━━━ DATA EXTRACT ━━━

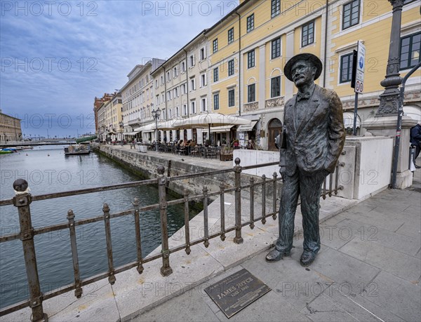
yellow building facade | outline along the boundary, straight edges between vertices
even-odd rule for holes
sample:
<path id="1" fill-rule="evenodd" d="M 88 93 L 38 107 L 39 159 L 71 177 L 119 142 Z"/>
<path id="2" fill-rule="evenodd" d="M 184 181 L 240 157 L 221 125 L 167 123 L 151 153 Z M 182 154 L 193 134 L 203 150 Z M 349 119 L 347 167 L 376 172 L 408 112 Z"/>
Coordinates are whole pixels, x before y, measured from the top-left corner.
<path id="1" fill-rule="evenodd" d="M 420 1 L 402 1 L 403 76 L 420 61 L 421 22 Z M 373 117 L 378 95 L 384 90 L 380 83 L 387 65 L 392 15 L 389 1 L 329 0 L 327 6 L 326 1 L 317 0 L 240 2 L 205 35 L 210 92 L 219 95 L 218 111 L 252 121 L 253 128 L 237 129 L 243 145 L 251 139 L 264 149 L 275 148 L 283 105 L 296 91 L 283 76 L 283 66 L 300 53 L 321 58 L 323 72 L 316 83 L 338 93 L 348 118 L 345 124 L 349 126 L 354 102 L 350 58 L 361 41 L 366 47 L 366 70 L 363 93 L 359 98 L 359 123 Z M 406 83 L 404 112 L 414 119 L 421 119 L 420 83 L 419 72 Z"/>
<path id="2" fill-rule="evenodd" d="M 0 144 L 22 140 L 20 120 L 1 112 L 0 109 Z"/>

━━━

→ SHORT PROBLEM:
Lay out the items above as a two-column CSV with the header row instruction,polygons. Give one row per item: its text in the first column and its answer in the second, each in a single quoted field with line breaks replaced by spaces, and leave out the pictures.

→ THE RESULT:
instruction,polygons
"yellow building facade | outline along the boundary, straight edges between vertices even-odd rule for holes sample: <path id=""1"" fill-rule=""evenodd"" d=""M 88 93 L 38 107 L 39 159 L 71 177 L 119 142 Z""/> <path id=""2"" fill-rule=""evenodd"" d=""M 184 181 L 240 157 L 221 125 L 167 123 L 151 153 Z M 182 154 L 193 134 L 203 150 Z M 349 119 L 347 167 L 376 172 L 408 112 Z""/> Coordinates are whole pixels, x before y, measured from the top-left corner.","<path id=""1"" fill-rule=""evenodd"" d=""M 420 1 L 402 1 L 403 76 L 420 61 L 421 22 Z M 373 117 L 378 95 L 384 90 L 380 83 L 387 65 L 392 15 L 389 1 L 329 0 L 327 6 L 326 1 L 317 0 L 240 2 L 205 35 L 210 92 L 219 95 L 218 111 L 252 121 L 253 128 L 237 129 L 243 145 L 251 139 L 264 149 L 275 148 L 283 105 L 296 91 L 283 76 L 283 66 L 300 53 L 321 58 L 323 72 L 316 83 L 338 93 L 348 118 L 345 124 L 349 126 L 354 102 L 350 58 L 361 41 L 366 47 L 366 70 L 363 93 L 359 98 L 359 123 Z M 406 83 L 404 112 L 414 119 L 421 119 L 420 83 L 419 72 Z""/> <path id=""2"" fill-rule=""evenodd"" d=""M 0 144 L 22 140 L 20 120 L 1 112 L 0 109 Z""/>"